■ **Exercise objective**: Can you write out verbatim the entries from the very first line through the line containing "[732,295,909,632]", including that line?

— BEGIN Given records —

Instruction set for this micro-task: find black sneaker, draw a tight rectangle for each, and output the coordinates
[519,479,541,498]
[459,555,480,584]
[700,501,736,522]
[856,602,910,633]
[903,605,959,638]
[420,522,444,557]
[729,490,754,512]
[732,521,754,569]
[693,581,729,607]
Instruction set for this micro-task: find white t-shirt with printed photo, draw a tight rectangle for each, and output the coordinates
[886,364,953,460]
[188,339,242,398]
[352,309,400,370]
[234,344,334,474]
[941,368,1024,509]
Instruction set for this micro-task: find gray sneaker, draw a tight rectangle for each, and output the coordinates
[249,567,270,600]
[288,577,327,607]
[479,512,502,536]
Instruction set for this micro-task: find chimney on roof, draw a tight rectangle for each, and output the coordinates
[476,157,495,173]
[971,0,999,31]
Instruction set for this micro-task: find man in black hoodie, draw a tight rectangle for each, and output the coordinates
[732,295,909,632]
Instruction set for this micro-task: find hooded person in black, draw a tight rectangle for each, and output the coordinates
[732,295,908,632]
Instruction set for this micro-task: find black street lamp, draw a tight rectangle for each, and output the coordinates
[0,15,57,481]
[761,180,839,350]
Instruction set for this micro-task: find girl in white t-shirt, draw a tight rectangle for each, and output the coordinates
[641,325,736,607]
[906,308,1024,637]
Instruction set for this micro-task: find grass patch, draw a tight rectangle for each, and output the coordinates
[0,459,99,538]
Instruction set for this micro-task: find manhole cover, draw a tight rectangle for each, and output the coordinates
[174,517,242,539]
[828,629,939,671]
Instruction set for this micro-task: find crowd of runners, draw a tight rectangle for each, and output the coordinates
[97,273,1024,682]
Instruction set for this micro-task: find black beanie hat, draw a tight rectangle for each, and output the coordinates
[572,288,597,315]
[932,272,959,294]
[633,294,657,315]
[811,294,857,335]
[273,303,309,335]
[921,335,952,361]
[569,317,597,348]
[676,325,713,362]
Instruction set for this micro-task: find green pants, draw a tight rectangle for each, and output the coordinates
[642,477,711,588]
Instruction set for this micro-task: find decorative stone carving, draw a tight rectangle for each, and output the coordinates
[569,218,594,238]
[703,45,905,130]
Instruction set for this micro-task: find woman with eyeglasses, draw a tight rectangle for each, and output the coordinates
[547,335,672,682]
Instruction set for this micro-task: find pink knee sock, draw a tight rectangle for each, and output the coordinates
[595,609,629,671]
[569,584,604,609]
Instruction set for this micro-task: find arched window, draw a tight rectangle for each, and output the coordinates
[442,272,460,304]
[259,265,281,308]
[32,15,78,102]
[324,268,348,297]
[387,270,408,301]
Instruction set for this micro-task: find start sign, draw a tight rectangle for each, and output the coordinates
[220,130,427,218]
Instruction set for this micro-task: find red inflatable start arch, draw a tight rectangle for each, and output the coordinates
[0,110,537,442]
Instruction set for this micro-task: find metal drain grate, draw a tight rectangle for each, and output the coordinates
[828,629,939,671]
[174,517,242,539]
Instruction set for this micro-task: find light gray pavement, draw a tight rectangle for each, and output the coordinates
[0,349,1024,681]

— END Given records —

■ **Task output**:
Instruction set for this micro-task: find black sneaker, draw a tight rectangle for each, and output the coordinates
[519,479,541,498]
[459,555,480,584]
[700,501,736,522]
[856,602,910,633]
[903,605,959,638]
[420,522,444,557]
[729,490,754,512]
[732,521,754,569]
[693,581,729,607]
Instruction set for this micro-task: find white t-shirt with printed photo, draw a tight rectangle for each, and output the coordinates
[886,364,953,460]
[188,339,242,398]
[352,309,400,370]
[234,344,334,474]
[941,368,1024,509]
Instruction set for this micro-task: find gray sneaker, draw a tight rectangle for each, and output the coordinates
[249,567,270,600]
[288,577,327,607]
[479,512,502,536]
Instruction set for this micro-task: find chimney on roof, draw a tight rectangle for each, and output the coordinates
[476,157,495,173]
[971,0,999,31]
Instruction set for this micro-task: find man in black hoodie, draw a tight rectangle for each, and output the coordinates
[732,295,909,632]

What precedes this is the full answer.